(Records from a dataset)
──────────────────────────────

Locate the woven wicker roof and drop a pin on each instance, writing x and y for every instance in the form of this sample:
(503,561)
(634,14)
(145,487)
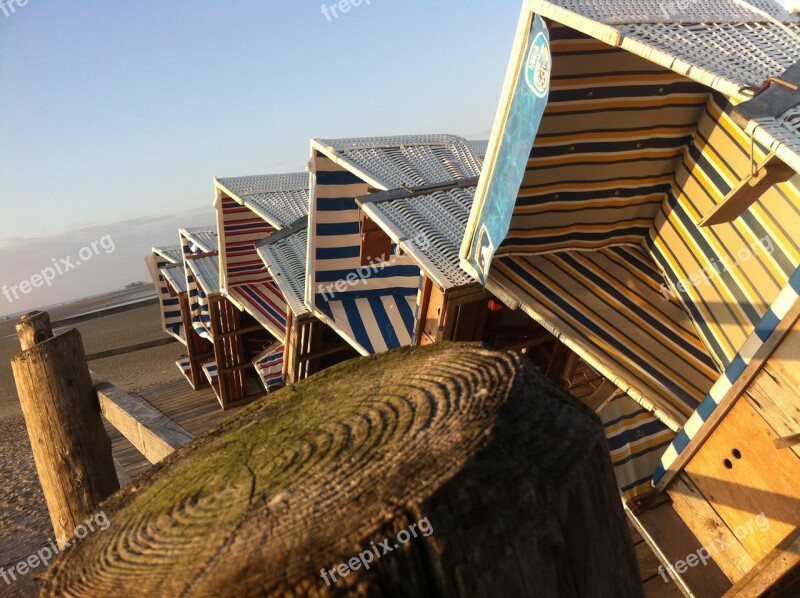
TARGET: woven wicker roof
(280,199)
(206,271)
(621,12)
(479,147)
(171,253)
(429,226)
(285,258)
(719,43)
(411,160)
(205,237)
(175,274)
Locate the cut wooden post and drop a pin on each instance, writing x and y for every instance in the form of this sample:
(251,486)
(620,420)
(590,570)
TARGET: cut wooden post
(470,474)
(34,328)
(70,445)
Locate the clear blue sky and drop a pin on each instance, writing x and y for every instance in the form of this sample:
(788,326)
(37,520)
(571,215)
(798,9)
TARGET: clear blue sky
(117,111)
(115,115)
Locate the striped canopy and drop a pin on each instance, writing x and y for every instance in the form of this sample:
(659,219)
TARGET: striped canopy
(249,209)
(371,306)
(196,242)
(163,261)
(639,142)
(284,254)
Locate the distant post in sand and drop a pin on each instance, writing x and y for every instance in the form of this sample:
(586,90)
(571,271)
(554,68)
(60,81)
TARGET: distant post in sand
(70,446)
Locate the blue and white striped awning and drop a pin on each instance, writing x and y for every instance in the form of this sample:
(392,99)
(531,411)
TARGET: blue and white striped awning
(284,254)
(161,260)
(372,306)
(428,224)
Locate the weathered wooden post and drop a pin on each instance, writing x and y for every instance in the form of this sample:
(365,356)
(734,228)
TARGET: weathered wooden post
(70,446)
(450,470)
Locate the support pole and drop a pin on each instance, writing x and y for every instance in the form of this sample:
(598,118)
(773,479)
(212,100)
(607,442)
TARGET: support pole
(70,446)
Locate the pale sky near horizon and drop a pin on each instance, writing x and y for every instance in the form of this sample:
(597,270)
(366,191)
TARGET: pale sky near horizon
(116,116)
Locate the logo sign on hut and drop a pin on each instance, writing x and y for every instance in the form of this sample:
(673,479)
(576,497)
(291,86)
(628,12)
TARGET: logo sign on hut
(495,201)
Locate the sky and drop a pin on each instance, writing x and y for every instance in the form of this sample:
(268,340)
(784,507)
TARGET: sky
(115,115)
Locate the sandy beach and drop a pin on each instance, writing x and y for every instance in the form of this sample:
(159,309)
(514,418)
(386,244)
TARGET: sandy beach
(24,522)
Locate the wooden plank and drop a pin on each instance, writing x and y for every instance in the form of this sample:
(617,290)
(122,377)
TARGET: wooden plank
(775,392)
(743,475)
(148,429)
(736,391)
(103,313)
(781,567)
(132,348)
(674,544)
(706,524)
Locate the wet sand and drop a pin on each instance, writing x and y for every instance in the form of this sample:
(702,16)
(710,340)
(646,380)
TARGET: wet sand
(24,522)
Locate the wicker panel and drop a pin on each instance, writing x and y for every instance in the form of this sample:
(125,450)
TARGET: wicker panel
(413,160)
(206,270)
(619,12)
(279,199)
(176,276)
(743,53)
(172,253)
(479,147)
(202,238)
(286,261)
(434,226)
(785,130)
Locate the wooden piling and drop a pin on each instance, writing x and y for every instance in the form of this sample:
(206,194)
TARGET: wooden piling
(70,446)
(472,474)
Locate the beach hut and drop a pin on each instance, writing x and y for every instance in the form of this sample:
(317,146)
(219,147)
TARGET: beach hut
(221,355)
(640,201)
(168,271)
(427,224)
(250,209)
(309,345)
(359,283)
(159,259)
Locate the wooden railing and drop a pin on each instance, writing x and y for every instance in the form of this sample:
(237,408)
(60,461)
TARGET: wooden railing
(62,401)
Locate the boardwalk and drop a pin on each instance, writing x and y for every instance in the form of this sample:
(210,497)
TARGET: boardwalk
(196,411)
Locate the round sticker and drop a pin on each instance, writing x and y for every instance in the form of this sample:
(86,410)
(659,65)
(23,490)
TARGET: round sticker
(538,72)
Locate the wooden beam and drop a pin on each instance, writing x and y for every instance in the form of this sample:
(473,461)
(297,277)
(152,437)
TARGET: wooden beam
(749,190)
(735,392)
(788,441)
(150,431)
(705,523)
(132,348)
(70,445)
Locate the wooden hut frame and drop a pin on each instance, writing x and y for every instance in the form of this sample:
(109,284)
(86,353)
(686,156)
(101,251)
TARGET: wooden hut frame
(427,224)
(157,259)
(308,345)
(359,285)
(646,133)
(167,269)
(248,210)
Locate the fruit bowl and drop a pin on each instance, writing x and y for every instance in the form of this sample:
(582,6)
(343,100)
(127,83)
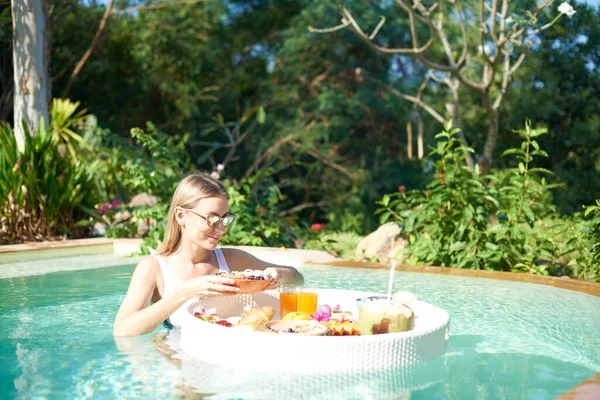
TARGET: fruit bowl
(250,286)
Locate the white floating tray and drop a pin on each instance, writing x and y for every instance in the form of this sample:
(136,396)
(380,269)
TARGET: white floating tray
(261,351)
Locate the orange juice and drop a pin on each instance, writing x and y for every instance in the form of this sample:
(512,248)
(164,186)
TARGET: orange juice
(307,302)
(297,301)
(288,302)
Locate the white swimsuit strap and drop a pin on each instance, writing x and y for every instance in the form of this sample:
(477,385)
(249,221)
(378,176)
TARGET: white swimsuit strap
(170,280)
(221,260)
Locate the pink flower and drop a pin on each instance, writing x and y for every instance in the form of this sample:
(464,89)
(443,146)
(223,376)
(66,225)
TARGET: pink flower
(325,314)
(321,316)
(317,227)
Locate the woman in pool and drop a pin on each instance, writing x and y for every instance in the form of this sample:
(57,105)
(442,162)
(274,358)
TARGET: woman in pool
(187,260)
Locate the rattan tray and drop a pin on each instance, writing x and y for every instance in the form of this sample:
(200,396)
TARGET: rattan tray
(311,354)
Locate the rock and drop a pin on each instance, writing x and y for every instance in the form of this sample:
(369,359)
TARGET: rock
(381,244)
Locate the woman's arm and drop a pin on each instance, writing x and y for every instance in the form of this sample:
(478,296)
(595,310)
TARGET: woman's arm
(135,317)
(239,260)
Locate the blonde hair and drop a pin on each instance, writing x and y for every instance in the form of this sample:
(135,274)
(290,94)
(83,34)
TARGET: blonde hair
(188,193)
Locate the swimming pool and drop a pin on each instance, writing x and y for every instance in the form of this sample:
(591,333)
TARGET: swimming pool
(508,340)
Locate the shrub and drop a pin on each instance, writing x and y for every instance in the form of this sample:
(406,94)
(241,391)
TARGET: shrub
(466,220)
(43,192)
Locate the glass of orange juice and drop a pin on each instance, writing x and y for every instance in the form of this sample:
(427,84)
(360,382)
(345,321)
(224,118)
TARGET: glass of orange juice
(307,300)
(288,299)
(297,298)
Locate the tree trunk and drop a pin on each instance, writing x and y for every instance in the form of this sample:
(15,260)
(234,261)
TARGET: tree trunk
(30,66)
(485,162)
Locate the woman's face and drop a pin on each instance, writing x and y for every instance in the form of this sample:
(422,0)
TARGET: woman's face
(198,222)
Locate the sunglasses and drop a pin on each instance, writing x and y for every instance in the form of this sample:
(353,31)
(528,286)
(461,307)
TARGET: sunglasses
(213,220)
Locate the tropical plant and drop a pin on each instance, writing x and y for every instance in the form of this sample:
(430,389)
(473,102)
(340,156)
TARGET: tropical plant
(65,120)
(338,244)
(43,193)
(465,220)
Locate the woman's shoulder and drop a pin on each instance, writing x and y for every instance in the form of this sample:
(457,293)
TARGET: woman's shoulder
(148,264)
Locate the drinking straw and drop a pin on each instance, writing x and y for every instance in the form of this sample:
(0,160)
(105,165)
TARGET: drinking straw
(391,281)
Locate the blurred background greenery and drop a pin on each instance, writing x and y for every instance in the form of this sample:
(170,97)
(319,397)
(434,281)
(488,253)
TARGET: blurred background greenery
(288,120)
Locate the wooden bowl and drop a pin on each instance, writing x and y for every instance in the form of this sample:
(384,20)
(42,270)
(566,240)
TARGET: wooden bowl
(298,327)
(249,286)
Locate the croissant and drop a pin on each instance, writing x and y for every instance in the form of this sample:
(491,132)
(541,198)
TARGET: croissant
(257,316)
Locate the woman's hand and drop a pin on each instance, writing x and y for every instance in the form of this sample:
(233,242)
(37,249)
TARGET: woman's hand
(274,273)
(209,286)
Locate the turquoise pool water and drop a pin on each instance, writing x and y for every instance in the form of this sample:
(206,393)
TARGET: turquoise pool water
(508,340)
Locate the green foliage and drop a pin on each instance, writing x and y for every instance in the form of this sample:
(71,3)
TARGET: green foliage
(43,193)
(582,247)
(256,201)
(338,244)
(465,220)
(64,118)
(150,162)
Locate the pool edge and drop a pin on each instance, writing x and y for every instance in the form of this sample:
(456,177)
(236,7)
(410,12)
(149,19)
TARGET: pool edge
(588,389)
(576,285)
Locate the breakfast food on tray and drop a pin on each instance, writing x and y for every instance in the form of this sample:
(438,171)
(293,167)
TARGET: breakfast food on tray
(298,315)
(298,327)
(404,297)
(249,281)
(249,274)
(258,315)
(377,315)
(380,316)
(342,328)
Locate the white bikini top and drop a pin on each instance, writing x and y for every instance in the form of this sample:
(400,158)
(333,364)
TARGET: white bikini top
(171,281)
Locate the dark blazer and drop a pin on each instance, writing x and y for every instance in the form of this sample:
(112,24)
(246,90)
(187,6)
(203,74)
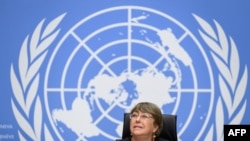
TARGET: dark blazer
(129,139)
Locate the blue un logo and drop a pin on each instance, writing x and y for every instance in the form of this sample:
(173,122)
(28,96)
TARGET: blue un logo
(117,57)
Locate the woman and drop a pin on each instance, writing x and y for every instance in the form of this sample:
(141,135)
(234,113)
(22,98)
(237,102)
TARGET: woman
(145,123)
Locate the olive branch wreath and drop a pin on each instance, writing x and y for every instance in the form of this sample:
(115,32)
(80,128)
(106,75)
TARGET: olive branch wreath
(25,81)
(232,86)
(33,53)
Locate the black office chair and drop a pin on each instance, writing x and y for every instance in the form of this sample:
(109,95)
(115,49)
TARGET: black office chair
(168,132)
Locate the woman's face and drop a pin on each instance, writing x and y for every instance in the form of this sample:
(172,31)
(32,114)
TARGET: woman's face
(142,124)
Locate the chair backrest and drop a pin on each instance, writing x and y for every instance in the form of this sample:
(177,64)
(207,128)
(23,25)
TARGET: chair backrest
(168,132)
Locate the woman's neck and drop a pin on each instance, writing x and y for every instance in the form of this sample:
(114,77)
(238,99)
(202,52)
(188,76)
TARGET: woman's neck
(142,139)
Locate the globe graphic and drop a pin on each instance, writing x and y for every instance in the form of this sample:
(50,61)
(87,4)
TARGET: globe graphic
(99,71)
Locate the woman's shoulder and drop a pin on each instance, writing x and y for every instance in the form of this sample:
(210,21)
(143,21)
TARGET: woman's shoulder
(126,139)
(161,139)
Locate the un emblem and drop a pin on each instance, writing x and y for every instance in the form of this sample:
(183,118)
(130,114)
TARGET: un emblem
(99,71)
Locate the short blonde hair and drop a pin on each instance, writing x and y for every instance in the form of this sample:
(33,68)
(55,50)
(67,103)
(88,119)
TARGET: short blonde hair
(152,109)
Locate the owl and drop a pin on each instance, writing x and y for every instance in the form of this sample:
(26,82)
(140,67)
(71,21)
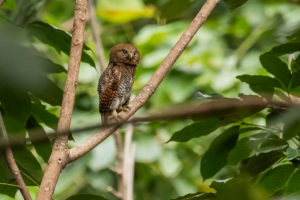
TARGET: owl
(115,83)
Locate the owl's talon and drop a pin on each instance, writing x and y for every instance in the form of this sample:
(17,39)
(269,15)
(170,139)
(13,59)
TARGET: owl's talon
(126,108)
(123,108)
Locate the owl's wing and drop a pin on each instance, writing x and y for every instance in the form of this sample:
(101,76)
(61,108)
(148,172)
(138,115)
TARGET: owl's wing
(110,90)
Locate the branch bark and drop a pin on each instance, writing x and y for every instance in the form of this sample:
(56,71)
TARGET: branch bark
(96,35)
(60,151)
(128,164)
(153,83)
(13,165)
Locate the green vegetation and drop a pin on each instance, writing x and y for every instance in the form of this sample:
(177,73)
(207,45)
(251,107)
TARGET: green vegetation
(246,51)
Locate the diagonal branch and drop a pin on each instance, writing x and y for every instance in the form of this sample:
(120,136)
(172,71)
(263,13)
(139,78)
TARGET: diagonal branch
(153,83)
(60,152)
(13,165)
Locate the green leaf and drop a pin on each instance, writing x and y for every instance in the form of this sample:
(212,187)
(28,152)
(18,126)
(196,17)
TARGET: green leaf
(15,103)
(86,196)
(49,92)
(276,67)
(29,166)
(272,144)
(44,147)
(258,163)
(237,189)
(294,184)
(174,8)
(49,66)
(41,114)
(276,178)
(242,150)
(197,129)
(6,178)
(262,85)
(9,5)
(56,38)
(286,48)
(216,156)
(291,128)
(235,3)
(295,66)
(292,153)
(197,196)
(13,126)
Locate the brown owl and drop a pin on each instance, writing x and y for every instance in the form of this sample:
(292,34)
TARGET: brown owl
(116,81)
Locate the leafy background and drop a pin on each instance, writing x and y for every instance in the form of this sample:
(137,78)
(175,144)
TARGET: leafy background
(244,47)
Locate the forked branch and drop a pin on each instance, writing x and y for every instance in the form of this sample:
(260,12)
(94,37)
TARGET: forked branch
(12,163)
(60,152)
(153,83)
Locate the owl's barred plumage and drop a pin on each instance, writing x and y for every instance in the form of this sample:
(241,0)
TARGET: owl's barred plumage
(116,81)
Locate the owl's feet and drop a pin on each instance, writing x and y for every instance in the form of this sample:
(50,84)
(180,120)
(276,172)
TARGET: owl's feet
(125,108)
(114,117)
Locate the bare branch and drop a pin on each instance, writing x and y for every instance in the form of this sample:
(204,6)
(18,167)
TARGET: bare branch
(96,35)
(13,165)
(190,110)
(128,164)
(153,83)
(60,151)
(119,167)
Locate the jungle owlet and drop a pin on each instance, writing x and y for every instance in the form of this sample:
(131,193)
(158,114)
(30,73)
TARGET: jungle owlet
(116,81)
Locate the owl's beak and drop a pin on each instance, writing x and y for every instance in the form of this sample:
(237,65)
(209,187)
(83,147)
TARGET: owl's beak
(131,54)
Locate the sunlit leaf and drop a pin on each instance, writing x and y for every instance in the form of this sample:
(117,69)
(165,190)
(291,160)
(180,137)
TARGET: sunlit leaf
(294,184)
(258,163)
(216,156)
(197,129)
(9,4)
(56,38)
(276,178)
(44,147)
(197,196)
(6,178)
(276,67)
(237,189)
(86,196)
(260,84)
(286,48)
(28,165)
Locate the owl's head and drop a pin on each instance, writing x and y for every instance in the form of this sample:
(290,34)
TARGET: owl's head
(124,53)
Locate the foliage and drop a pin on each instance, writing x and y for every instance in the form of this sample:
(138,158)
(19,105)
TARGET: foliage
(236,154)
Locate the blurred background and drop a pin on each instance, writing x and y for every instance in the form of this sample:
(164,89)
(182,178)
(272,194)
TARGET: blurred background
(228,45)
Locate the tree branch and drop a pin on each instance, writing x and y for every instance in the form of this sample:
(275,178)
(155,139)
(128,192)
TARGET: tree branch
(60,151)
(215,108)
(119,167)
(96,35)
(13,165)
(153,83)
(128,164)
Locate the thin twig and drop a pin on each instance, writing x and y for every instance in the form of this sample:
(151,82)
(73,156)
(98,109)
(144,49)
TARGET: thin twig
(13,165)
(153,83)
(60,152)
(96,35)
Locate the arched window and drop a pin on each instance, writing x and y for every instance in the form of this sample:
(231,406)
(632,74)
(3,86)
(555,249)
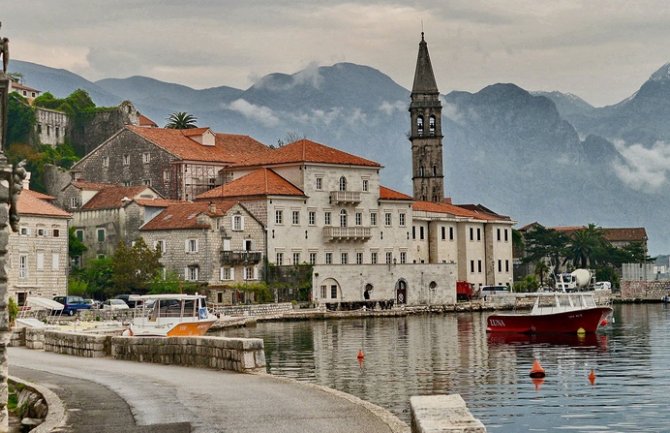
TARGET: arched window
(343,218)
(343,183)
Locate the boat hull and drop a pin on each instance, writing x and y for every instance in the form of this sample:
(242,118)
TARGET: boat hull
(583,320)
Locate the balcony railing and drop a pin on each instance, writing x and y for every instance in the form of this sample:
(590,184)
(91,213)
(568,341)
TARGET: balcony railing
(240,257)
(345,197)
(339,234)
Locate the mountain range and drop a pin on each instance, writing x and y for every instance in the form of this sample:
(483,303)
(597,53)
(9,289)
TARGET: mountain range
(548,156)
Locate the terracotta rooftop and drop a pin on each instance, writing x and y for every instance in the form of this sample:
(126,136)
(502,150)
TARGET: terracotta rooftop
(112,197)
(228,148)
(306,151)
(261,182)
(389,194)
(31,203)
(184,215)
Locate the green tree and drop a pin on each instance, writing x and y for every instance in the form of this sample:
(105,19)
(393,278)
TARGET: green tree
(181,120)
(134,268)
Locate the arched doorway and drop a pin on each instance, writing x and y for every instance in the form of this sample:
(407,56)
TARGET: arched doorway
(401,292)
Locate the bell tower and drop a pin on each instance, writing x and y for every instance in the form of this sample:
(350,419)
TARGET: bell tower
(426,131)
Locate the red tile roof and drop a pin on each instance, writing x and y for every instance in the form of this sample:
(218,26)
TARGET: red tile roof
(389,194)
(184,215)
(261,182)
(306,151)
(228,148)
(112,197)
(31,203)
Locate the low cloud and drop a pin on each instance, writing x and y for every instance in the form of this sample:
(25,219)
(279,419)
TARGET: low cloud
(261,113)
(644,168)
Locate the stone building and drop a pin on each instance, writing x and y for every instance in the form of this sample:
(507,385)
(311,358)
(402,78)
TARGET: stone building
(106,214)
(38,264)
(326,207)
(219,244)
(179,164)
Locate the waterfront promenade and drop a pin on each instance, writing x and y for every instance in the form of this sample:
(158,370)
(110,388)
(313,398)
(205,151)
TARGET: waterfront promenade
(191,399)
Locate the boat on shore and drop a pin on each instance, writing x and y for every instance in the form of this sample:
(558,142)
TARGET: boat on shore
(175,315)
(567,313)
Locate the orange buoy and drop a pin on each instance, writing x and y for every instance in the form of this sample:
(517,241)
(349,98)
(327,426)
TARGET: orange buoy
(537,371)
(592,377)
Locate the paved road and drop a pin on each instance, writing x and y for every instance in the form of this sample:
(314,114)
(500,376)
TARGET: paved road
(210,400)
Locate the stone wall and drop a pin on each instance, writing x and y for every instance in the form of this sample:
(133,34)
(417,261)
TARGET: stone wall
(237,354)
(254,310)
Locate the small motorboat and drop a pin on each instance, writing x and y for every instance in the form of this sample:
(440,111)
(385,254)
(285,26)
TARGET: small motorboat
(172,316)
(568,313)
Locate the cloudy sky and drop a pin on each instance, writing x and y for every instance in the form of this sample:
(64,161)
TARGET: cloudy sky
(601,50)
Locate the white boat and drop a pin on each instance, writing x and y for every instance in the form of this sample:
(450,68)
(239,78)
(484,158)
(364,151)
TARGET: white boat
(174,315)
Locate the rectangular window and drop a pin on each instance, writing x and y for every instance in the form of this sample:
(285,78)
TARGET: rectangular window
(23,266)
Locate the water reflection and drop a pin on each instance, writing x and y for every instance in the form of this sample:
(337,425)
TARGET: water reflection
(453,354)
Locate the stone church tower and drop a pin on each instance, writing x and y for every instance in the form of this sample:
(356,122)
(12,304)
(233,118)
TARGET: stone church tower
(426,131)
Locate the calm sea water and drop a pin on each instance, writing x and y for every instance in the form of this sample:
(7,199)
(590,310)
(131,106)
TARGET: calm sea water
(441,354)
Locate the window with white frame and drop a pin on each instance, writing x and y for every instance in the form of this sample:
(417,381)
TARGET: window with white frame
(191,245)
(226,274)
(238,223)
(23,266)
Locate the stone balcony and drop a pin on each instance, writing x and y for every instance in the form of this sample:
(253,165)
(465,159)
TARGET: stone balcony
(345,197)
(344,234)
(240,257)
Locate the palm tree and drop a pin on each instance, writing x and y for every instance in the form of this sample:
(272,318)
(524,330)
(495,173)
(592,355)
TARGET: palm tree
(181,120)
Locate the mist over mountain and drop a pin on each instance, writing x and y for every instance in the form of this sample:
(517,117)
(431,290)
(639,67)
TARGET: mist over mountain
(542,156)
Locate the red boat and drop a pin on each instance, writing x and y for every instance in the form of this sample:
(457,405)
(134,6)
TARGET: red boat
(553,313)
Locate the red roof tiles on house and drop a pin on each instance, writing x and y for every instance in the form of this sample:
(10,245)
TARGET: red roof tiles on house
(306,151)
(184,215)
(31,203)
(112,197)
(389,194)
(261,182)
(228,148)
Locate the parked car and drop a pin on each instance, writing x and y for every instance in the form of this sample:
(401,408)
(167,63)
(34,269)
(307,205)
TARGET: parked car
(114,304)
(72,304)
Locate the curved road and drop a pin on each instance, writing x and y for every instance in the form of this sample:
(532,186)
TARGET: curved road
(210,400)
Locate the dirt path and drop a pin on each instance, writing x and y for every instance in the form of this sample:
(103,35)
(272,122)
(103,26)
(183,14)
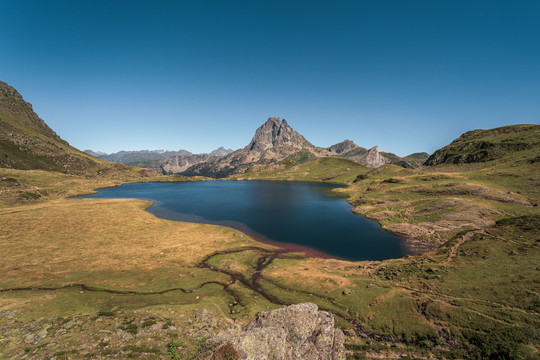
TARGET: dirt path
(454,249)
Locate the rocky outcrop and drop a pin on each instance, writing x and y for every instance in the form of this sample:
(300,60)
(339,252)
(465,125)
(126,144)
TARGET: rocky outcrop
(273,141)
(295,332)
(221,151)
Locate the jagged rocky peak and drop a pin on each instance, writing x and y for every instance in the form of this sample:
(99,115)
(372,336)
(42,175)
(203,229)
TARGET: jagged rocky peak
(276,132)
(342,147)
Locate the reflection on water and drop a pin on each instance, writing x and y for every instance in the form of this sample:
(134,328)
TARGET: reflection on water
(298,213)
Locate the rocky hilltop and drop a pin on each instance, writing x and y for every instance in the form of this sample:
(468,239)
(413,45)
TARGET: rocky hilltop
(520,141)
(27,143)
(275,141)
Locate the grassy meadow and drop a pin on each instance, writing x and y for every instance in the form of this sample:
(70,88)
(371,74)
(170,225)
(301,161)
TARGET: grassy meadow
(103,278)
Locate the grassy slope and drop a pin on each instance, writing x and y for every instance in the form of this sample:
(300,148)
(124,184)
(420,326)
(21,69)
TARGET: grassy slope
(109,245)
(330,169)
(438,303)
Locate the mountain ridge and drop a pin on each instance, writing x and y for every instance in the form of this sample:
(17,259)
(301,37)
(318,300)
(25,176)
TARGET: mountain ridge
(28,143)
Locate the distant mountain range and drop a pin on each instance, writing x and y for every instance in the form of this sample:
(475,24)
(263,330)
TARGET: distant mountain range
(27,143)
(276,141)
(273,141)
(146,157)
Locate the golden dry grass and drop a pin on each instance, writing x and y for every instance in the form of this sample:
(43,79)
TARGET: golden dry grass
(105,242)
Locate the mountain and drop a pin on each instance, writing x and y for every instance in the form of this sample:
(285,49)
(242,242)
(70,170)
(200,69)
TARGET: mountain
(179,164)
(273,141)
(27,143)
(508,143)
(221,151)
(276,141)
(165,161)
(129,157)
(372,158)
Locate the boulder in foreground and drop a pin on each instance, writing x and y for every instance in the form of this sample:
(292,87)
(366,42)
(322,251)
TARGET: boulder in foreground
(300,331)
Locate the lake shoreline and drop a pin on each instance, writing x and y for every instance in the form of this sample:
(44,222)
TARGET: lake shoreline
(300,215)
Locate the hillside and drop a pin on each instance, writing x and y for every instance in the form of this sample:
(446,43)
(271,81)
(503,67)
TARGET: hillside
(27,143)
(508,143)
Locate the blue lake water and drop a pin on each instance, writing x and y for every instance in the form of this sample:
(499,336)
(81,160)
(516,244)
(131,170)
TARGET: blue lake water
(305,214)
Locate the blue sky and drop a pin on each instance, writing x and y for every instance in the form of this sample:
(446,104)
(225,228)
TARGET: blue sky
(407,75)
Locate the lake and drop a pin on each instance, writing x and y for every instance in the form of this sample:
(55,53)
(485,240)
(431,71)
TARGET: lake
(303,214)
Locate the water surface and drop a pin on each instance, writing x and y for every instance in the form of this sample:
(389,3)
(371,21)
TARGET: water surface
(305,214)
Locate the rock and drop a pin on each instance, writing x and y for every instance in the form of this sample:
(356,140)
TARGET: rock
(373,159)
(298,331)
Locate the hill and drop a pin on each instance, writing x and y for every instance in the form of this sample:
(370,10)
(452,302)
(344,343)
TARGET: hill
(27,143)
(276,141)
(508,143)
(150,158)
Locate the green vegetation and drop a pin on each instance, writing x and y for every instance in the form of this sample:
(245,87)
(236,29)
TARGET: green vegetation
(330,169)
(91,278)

──────────────────────────────

Exercise brief: Repeat word for word the lines running from the line containing "Locate the boulder" to the end of the entries above, inclusive.

Task response:
Locate the boulder in foreground and drop a pin on each instance, writing x and y for every instance in the form of this sample:
(292,87)
(366,42)
(322,251)
TARGET: boulder in foreground
(300,331)
Locate the lake shoreline and drop a pin on each instance, writing x and y for every instance in the form of this sample:
(44,222)
TARGET: lake shoreline
(300,215)
Locate the hillside and drop a pin on each instance, writing x and y for every instance in the form of this sample:
(446,43)
(271,81)
(503,67)
TARGET: hillside
(27,143)
(508,143)
Locate the blue lake water and drop a pin on each instance, writing x and y for every instance in the form of this sample:
(499,336)
(81,160)
(516,244)
(131,170)
TARGET: blue lake water
(305,214)
Locate the blue sky and drop a pin on each instance, writing x and y for every instance in the form of this sample:
(446,104)
(225,228)
TARGET: blue sky
(407,75)
Locate the lake and drop a pin on each instance, writing x and y for every instance in the form of this sample:
(55,53)
(485,240)
(431,71)
TARGET: lake
(303,214)
Locate the water surface and drop a pin on each instance, writing x and y for every instance in the form of this sample:
(389,3)
(371,21)
TARGET: water surface
(305,214)
Locate the rock and drop a pin on each instance, writing x and y for every instance in the form of this sample:
(356,140)
TARGET: rock
(373,159)
(298,331)
Locate the hill and drop a pin on each instance, writing x and y for every instance in the form of this sample:
(370,10)
(452,302)
(344,343)
TARGET: hill
(27,143)
(276,141)
(508,143)
(150,158)
Locate the green vegetation and drop a pin on each instance, writing x and y for every instance in the form of this sample:
(245,87)
(236,29)
TARGET: green vegetation
(330,169)
(91,278)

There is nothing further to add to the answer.